Excerto.

Atentemos nas palavras de Maria
Leonor da Cruz (in Gil Vicente e a sociedade portuguesa de quinhentos.
1990. Lisboa. Gradiva, p. 135): «Se o culto das aparências domina em particular
aquele estrato social que, devido às mutações socioeconómicas que a sociedade
portuguesa atravessa e à sua incapacidade de adaptação, a novos moldes, se
encontra em decadência económica, mas procura manter um modo de vida faustoso,
de acordo com o prestígio que granjeia na sociedade, ele estende-se também […]
a camadas de escalão social inferior que com a fidalguia se pretendem identificar,
embora quantas vezes não tenham nem sangue nobre nem disponibilidades
financeiras para tanto.
O prestígio e o título de nobre
continuam a ter, de facto, um peso preponderante na sociedade da época, a que
se alia um modus vivendi de sumptuária, real ou fictício, para obtenção
do qual muitos se mobilizam.»
Já nas palavras de António José
Saraiva e Óscar Lopes (in História da Literatura Portuguesa. Porto
Editora), o escudeiro «É tipo insistente nos autos vicentinos […], género de
parasita ocioso e vadio […]. O Escudeiro imita os padrões da nobreza, toca
guitarra, verseja, faz serenatas às filhas dos “oficiais mecânicos”,
pavoneia-se de bravo e cavaleiro, espera o seu “acrescentamento”, que o
instalará de vez na nobreza. Mas não trabalha, passa fome estreme, tem medo, é
corrido sob a chuva de insultos da mãe da pretendida, que o aconselha a
aprender um ofício para não morrer à míngua.”

Dados armazenados.
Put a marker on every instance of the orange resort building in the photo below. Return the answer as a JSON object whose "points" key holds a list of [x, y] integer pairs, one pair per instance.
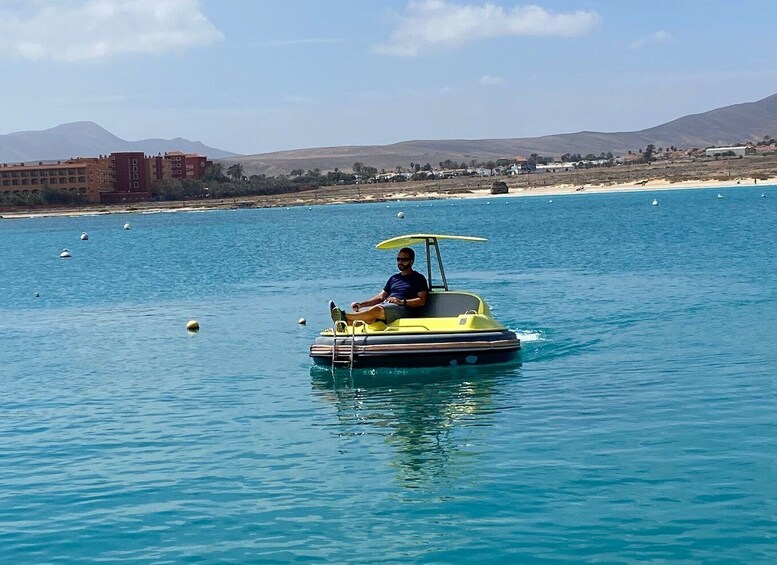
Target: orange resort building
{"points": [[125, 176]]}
--
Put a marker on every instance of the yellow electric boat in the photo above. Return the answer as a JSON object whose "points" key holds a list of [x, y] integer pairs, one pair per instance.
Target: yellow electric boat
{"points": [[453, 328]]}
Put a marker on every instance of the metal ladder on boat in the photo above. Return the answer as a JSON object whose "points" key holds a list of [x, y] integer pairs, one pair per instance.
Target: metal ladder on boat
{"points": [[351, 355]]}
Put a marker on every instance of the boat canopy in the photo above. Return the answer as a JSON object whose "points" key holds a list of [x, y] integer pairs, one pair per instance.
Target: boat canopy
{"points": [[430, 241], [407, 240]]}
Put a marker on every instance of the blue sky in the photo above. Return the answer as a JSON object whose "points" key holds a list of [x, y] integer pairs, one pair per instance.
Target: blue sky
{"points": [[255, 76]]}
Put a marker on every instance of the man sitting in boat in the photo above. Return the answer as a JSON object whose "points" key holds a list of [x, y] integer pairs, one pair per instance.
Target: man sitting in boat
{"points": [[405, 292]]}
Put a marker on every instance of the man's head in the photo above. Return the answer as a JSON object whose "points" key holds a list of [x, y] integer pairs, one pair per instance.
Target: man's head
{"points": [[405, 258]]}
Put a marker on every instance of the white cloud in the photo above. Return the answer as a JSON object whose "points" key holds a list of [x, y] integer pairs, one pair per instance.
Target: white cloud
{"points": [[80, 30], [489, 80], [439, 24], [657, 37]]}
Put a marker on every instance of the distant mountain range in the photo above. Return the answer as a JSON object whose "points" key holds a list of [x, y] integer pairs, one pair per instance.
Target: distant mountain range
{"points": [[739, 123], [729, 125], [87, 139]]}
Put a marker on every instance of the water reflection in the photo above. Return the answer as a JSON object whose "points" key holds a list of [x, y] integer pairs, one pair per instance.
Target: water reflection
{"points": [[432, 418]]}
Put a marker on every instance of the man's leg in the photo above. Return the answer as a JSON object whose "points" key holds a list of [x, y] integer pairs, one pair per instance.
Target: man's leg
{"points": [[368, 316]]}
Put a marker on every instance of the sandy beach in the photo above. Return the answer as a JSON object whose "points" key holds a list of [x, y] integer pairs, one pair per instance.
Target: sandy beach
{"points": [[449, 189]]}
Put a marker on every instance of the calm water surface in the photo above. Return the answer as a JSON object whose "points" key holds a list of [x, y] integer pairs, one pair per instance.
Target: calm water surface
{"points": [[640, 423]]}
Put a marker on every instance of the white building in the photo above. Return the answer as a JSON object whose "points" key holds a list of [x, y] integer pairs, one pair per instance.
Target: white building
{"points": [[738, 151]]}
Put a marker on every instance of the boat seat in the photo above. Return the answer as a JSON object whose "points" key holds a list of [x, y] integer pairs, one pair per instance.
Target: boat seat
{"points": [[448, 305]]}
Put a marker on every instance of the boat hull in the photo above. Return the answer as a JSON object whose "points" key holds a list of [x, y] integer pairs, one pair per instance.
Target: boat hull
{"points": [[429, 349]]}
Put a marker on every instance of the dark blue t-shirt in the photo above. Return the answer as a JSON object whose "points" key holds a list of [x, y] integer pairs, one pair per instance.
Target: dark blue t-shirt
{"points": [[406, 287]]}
...
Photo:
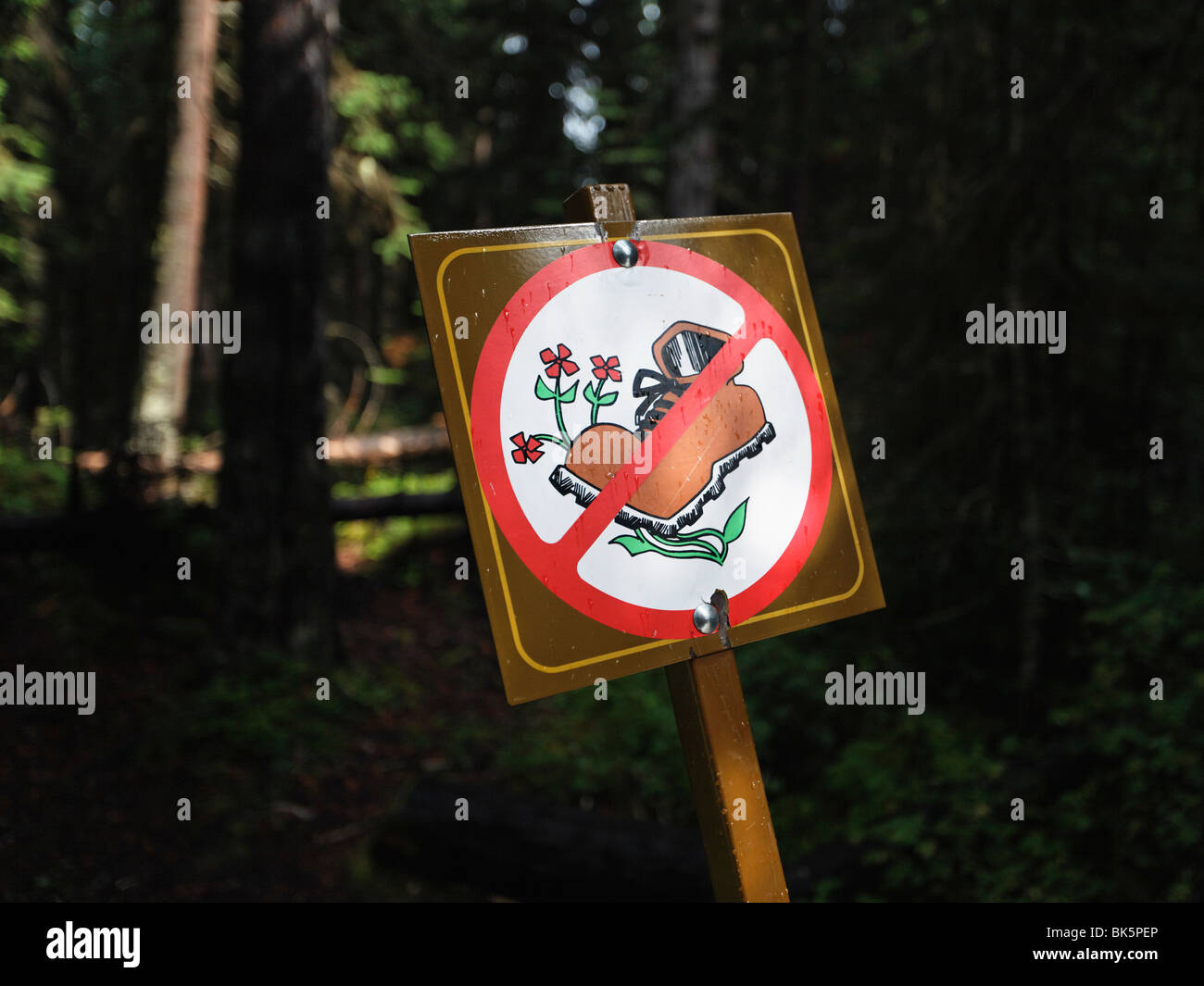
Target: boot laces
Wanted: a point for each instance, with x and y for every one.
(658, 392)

O que se pede.
(a) Transcreva fielmente o trecho do excerto sobre Gil Vicente que começa em "1990. Lisboa. Gradiva, p." e prossegue até "financeiras para tanto.".
(b) Retome o excerto sobre Gil Vicente e dê-lhe continuidade a partir do ponto em que termina.
Os dados apresentados constituem material à parte, independente do excerto.

Respostas.
(a)
1990. Lisboa. Gradiva, p. 135): «Se o culto das aparências domina em particular
aquele estrato social que, devido às mutações socioeconómicas que a sociedade
portuguesa atravessa e à sua incapacidade de adaptação, a novos moldes, se
encontra em decadência económica, mas procura manter um modo de vida faustoso,
de acordo com o prestígio que granjeia na sociedade, ele estende-se também […]
a camadas de escalão social inferior que com a fidalguia se pretendem identificar,
embora quantas vezes não tenham nem sangue nobre nem disponibilidades
financeiras para tanto.

(b)
De facto, no tempo de Gil Vicente,
os escudeiros eram uma classe social desprestigiada, embora com ideias de grandeza.
De facto, Brás da Mata apresenta-se como alguém importante, conhecido do rei,
mas, na realidade, é um pobretanas cujo Moço usa calçado roto que ele não pode
reparar, que não tem dinheiro e espera obtê-lo por meio do casamento.
Deste modo, a sátira que Gil Vicente
constrói a partir da figura deste escudeiro centra-se no contraste entre o que
ele presumia e queria aparentar ser e o que era na realidade.
10.
Linguagem
. Comparação: “Como
burra de Castela” (sugere a ingenuidade o provincianismo de Inês, que, na
cabeça do Escudeiro, seria fácil de dominar).
. Provérbio: “Homem
que não tem nem preto, / Casa muito na má hora.” (= quem não tem dinheiro não
devia casar.)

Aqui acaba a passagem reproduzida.